** START EXERCISE INPUT **
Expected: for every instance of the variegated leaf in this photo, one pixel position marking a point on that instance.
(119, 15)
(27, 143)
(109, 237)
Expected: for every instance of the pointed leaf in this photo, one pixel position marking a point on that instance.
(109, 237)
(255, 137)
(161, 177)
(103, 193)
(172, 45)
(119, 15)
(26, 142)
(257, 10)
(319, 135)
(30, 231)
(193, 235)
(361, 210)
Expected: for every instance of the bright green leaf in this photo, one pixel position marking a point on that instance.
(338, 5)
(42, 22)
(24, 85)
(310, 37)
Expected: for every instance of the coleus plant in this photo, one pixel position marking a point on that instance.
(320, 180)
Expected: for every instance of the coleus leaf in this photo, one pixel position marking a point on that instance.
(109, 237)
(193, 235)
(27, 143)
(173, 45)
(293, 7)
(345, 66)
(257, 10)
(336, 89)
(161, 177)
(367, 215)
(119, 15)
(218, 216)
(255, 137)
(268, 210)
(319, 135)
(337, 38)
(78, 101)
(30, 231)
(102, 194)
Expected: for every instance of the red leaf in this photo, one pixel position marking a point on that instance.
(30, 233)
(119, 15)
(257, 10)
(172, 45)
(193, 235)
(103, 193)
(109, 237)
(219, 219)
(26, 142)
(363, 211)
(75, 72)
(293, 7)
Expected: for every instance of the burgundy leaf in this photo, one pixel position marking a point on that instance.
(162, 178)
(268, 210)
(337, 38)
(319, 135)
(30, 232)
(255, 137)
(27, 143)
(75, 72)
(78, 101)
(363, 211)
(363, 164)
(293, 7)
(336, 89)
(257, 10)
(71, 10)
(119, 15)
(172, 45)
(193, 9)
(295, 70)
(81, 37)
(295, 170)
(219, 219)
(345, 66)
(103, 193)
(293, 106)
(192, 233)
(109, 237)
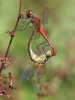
** END EXERCISE INPUT **
YOUR GOAL |
Please pick out and copy every line in the material above that contains the string "marking". Case counts.

SOLUTION BELOW |
Expected: for every instance of the variegated leaf in this photo, one pixel position marking a point on that instance.
Expected: for every instance of the pointed leaf in this photo, one pixel position marking a point on that instance.
Expected: for every instance of the bright green leaf in this photo, one pixel position marking a point on that instance.
Expected: for every instance of the coleus plant in this photo, one pixel position marking a point on that instance.
Expected: for every instance of the coleus leaf in this photo, one pixel position marking a point on that instance.
Expected: for every instance of the red leaf in this photo, one pixel position marking a point on that instance.
Expected: for every instance of the burgundy leaf in this photo, one pixel position marking a point on that instance.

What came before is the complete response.